**What this exercise asks:**
1 - From the passage on SubPc crystal packing below, extract the words from "On the other" to "(see Figure d).".
2 - Pick out each line of the rows below that contains the string "walkway".

**Given text:**
•••

Remarkably, we find that the enantiopurity steers the supramolecular organization (Figure ). The triiodo-SubPc Rac1 organized in concave–convex, tail-to-tail homochiral dimers through π–π interactions between the isoindolic benzene rings. In turn, these dimers are arranged in homochiral columnar stacks. Within the columns, stabilizing Cl−π interactions between the axial halogen atom and the isoindolic benzene ring of molecules belonging to adjacent stacked dimers are noticeable. While in one direction of the crystal, alternating homochiral columns formed by molecules of opposite chirality are organized in an antiparallel arrangement, in another direction columnar stacks of the same chirality run parallel between them (see Figure S6.3–4). Overall, the racemic species of 1 exhibits a columnar solid-state organization with no net polar moment (Figure a). Similar to the racemic, the enantiopure species M1 and P1 are arranged in concave–convex, tail-to-tail homochiral dimers which show identical stabilizing interactions and columnar assemblies. However, in this case the columnar structures are oriented parallel, giving rise to highly directional polar assemblies (Figure b).

On the other hand, Rac2 are organized in concave–concave head-to-head (cv–cv h–h) dimers[15] linked together (Figure a).[30] Such dimers interact with the neighboring dimers by means of Br···Nim, π–π, or B–Cl···πpyr interactions, resulting in a packing with no directional preference. By contrast, the pure enantiomers M2 and P2 arrange in a concave–convex tail-to-tail similar to those of obtained with M1 and P1, and which are likewise oriented parallel. Therefore, M2 and P2 also yield columnar and polar solid-state organization (see Figure d).

It is noteworthy that the polar organization of M1–2 and P1–2 are expected to be less stable than the antiparallel orientation, which are the most commonly observed for bowl-shaped molecules due to the presence of dipole–dipole cancellation.[31,32] Indeed, our results are in stark contrast to those reported by Miyajima and co-workers, who found that the β-substituted SubPcs tend to form nonpolar crystals.[33] Thus, this work represents a paradigmatic example of how chirality, assisted by intermolecular interactions, can enable a switching between polar and nonpolar solid-state organization. In the case of M1 and P1, a combination of I–I and I−π intercolumnar interactions offset the energy gained in the polar orientation. In the case of M2 and P2, Br···π and C–H···Nim interactions are responsible for such unexpected stabilization. These singular polar assemblies render enantiopure SubPcs extremely intriguing for potential applications as more efficient semiconductors and materials with ferroelectric behavior and bulk photovoltaic effect (BPVE).

•••

**Listed entries:**

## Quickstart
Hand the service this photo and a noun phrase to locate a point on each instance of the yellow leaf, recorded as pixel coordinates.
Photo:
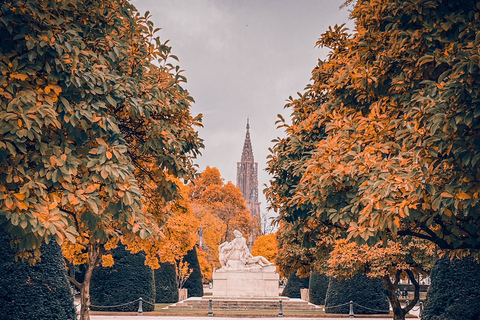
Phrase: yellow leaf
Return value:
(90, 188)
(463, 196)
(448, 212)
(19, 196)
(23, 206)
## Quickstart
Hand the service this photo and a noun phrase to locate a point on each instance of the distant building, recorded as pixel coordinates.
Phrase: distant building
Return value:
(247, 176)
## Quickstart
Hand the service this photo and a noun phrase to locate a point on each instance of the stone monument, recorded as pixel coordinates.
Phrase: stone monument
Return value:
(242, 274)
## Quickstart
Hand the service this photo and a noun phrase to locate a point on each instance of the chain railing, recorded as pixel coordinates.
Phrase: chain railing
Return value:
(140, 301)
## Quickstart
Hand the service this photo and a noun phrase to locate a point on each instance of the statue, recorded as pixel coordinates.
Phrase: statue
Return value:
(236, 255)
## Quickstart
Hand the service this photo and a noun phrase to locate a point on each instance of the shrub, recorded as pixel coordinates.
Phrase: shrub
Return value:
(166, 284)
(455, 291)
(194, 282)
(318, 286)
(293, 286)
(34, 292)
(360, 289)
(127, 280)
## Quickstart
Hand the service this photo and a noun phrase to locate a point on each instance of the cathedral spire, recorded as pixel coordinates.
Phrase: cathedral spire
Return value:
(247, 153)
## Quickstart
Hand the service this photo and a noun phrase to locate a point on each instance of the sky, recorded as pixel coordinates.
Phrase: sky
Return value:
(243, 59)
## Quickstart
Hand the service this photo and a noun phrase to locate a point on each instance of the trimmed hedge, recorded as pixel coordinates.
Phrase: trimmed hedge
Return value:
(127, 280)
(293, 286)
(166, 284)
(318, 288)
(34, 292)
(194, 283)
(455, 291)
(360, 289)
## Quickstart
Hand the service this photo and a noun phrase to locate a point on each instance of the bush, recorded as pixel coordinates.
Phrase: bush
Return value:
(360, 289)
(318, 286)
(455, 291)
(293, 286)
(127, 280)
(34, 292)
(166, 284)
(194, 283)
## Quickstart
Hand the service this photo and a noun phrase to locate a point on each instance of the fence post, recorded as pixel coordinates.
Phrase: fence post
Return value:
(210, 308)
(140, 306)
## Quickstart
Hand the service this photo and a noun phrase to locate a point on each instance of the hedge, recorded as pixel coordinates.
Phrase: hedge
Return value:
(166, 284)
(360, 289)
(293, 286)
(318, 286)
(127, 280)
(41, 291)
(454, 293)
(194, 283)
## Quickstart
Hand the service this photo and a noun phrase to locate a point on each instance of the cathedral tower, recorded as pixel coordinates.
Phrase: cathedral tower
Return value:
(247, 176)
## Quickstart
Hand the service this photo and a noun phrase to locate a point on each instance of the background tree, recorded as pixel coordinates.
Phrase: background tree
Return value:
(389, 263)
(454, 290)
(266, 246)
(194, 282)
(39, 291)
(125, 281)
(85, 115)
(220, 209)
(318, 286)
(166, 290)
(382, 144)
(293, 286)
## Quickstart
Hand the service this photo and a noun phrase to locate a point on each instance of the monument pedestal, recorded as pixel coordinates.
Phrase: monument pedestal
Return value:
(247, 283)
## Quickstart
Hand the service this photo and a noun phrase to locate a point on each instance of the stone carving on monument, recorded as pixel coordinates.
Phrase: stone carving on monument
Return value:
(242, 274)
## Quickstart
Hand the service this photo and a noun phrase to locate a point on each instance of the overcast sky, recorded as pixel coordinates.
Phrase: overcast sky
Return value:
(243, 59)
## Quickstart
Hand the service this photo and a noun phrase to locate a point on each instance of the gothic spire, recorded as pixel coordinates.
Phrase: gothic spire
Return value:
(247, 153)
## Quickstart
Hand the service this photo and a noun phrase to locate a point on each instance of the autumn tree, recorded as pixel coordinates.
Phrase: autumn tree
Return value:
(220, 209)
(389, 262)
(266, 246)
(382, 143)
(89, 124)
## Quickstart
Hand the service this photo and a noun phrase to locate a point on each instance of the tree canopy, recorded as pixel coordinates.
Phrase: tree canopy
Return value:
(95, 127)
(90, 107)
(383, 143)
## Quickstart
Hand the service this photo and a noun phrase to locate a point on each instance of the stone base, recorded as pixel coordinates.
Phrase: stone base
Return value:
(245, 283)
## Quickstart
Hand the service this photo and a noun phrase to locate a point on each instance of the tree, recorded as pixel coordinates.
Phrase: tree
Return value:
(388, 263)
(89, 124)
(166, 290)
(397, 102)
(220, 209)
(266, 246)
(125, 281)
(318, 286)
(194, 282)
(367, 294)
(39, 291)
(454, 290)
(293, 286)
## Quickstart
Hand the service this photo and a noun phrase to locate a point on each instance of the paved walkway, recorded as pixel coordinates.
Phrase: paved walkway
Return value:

•••

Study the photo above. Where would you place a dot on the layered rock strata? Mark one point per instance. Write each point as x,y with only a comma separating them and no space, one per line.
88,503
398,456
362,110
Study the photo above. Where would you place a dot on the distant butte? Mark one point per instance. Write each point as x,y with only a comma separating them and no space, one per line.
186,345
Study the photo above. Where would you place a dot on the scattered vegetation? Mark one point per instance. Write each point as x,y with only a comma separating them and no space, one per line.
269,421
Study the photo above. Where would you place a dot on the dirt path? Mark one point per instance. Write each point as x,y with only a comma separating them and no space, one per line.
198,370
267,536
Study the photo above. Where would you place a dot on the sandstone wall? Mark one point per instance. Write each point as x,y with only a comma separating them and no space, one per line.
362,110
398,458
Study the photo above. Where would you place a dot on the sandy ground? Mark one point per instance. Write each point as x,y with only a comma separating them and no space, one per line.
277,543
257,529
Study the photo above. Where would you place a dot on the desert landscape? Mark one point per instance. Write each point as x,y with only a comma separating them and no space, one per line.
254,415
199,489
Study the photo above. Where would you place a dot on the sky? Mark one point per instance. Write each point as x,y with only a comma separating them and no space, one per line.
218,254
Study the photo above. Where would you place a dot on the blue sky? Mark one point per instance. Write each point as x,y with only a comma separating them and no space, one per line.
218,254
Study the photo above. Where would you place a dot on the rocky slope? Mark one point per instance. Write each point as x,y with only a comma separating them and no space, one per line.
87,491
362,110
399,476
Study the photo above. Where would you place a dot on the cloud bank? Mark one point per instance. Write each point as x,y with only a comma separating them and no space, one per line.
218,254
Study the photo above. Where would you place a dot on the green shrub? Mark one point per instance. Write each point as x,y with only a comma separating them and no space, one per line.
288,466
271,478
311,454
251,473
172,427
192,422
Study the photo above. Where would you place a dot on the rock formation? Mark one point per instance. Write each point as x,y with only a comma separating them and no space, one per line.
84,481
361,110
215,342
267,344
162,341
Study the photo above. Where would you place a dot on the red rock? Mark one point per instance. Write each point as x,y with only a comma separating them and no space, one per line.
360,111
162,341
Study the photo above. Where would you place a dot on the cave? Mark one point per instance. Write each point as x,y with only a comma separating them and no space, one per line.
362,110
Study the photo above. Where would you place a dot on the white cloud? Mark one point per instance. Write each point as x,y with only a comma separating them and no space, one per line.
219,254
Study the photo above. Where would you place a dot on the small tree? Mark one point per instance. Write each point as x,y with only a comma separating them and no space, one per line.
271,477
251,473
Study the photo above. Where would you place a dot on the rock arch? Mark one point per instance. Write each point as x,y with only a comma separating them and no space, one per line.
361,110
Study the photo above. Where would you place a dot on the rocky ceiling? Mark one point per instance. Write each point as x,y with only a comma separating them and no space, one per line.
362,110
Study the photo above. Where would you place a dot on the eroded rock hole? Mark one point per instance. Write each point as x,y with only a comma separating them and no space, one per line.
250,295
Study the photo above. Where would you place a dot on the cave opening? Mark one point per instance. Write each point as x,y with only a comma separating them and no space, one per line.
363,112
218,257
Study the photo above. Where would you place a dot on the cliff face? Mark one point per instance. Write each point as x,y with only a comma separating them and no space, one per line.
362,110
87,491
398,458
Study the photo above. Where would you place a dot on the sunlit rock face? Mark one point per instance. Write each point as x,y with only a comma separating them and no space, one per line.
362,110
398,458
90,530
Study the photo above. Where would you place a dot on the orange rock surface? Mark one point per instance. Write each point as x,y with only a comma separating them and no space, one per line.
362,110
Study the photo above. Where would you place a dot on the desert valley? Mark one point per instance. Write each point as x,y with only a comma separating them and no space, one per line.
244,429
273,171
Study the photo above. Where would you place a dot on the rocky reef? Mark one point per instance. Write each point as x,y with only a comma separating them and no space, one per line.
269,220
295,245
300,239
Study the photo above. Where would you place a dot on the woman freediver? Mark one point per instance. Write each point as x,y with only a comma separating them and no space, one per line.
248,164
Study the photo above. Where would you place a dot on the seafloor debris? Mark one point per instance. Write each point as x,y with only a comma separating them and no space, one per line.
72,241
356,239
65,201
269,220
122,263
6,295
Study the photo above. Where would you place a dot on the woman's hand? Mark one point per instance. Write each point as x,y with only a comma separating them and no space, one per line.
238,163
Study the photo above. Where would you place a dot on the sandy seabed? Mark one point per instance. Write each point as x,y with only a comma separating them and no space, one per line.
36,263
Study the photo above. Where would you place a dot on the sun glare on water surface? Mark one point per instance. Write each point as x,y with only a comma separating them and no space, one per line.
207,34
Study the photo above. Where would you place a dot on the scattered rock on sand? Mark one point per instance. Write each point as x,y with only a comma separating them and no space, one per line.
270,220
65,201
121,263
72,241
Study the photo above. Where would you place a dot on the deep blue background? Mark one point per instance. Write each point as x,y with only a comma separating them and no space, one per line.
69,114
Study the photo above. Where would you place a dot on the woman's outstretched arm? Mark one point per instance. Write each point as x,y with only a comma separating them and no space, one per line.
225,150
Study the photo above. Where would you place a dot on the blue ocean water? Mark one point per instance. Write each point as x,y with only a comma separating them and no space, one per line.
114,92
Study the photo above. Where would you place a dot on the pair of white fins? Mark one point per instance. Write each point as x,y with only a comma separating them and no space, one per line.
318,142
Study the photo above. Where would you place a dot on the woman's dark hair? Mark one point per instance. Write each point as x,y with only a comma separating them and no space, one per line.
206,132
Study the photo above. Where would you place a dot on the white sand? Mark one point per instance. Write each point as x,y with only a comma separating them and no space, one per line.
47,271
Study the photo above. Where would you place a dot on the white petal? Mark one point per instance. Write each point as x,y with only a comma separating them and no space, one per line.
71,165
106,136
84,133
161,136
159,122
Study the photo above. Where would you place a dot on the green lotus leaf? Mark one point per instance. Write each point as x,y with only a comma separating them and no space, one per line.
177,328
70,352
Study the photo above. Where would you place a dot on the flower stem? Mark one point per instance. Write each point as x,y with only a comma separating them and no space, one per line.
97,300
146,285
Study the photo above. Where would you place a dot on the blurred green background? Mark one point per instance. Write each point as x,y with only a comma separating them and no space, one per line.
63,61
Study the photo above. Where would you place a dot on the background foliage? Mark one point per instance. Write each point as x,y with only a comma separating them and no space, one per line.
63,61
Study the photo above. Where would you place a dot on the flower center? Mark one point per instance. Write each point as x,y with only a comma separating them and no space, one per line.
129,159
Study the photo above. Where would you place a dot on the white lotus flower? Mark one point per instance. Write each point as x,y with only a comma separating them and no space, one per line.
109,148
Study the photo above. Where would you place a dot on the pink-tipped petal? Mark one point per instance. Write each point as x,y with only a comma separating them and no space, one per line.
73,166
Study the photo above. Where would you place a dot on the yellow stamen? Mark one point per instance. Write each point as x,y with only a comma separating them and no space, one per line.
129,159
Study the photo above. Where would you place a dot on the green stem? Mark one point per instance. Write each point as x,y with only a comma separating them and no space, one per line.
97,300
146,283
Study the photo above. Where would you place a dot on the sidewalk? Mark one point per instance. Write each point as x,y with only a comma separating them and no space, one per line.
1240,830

•••

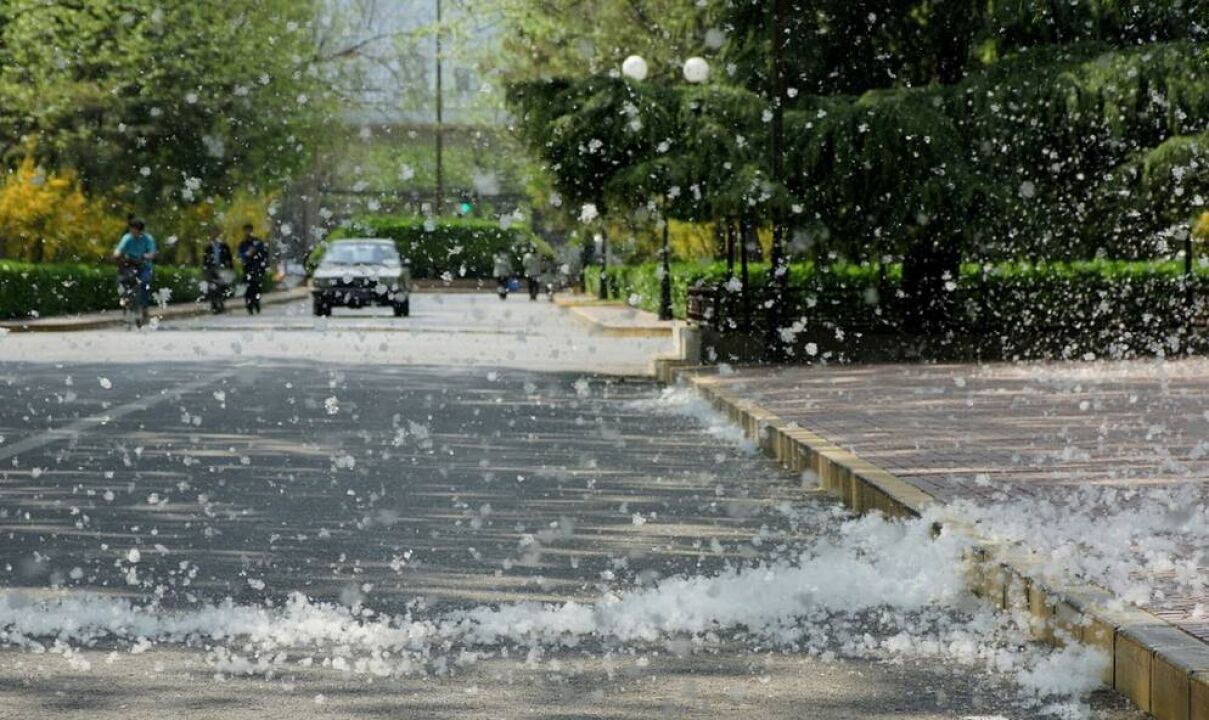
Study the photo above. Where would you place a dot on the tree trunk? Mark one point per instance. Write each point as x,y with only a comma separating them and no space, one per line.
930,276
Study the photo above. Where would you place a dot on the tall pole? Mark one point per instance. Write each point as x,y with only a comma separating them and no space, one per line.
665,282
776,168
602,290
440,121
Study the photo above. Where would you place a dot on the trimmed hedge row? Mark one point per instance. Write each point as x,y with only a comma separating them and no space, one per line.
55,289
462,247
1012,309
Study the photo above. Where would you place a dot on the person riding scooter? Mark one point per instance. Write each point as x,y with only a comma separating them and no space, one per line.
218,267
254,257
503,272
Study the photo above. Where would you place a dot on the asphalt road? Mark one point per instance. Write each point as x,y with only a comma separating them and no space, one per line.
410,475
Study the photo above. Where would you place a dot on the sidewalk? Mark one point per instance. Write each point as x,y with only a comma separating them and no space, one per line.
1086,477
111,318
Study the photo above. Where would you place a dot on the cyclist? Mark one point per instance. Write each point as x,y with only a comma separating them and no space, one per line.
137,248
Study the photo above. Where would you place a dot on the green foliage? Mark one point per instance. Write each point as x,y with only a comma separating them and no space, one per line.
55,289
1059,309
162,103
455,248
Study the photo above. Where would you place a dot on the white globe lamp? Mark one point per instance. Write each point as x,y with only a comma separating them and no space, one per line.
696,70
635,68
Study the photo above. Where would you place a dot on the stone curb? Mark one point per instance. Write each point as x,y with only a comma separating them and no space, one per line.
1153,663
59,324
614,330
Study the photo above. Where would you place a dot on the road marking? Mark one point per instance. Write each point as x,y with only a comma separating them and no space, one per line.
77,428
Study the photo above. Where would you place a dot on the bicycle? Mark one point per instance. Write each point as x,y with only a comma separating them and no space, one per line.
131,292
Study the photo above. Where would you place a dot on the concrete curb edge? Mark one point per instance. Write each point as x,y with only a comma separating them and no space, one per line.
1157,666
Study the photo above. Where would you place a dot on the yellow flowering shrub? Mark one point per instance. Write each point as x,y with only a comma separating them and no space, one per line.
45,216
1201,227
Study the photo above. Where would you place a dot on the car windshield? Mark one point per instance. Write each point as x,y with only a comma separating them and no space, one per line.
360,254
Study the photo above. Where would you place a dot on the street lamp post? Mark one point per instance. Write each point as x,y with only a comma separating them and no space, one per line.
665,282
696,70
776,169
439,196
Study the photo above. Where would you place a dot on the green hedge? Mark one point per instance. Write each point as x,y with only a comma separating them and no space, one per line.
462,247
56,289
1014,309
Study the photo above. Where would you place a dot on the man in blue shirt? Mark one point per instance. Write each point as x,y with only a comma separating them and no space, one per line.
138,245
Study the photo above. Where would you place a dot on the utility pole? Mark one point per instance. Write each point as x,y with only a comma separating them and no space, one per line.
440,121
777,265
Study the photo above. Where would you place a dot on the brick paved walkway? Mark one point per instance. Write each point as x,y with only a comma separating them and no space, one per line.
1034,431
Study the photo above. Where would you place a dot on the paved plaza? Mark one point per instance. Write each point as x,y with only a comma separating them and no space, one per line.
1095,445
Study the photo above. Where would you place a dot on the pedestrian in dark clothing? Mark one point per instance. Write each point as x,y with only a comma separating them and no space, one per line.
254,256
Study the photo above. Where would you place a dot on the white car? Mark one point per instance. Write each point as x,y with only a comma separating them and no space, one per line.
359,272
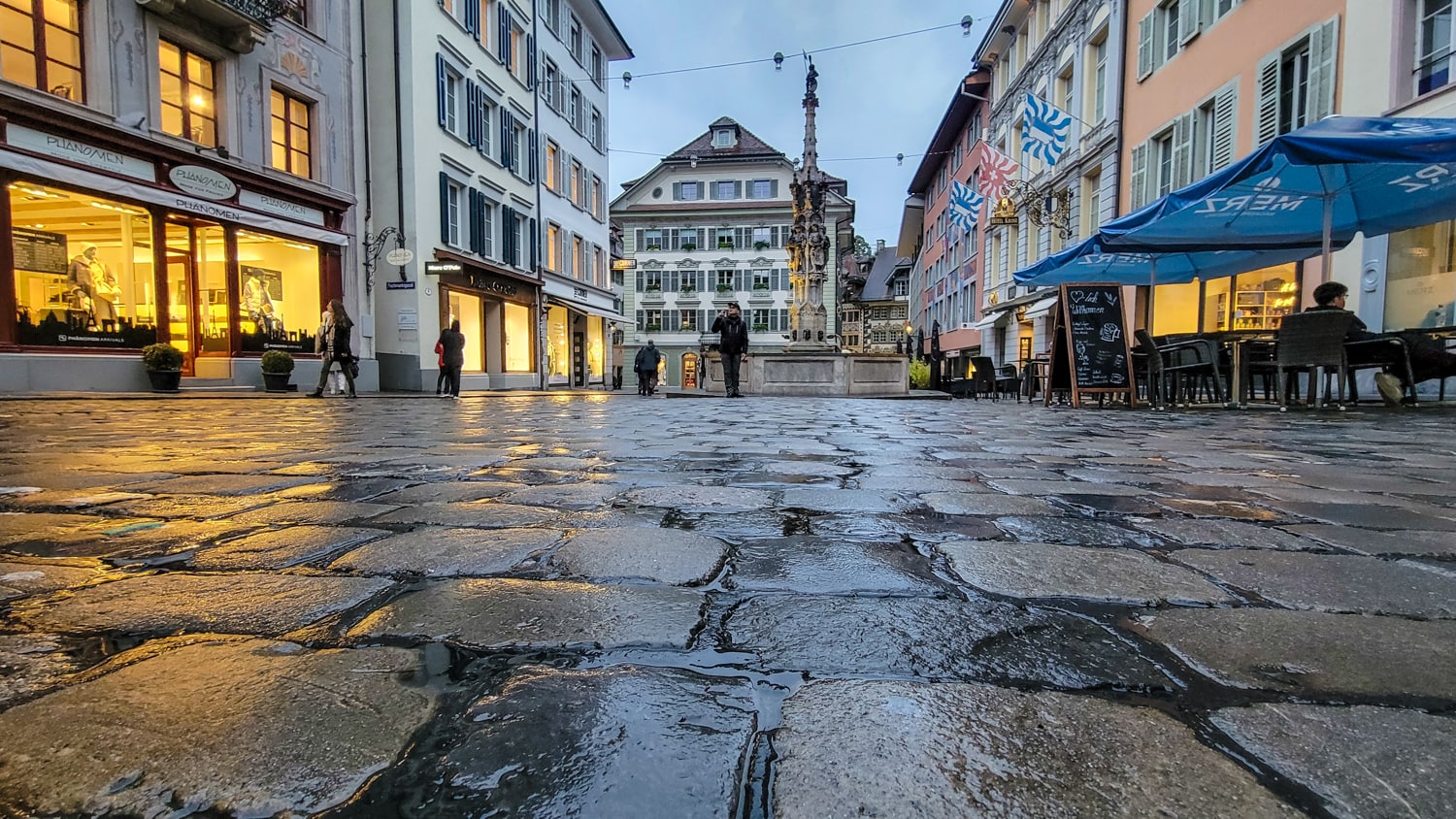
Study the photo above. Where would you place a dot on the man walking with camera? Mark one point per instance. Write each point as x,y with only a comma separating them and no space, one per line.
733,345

•••

**The answers:**
1 -
On the other hand, Rac2 are organized in concave–concave head-to-head (cv–cv h–h) dimers[15] linked together (Figure a).[30] Such dimers interact with the neighboring dimers by means of Br···Nim, π–π, or B–Cl···πpyr interactions, resulting in a packing with no directional preference. By contrast, the pure enantiomers M2 and P2 arrange in a concave–convex tail-to-tail similar to those of obtained with M1 and P1, and which are likewise oriented parallel. Therefore, M2 and P2 also yield columnar and polar solid-state organization (see Figure d).

2 -
Hand the service this photo and a noun phrase to locate a point on each instance of the paved walkway, recorded as pixel coordinates.
Phrase: paved walkway
Study the photo above. Where would you place a dot on the brick paved walkway? Mark one point per instance. Write each point as x,y with only a comma separating them and no space, one per line.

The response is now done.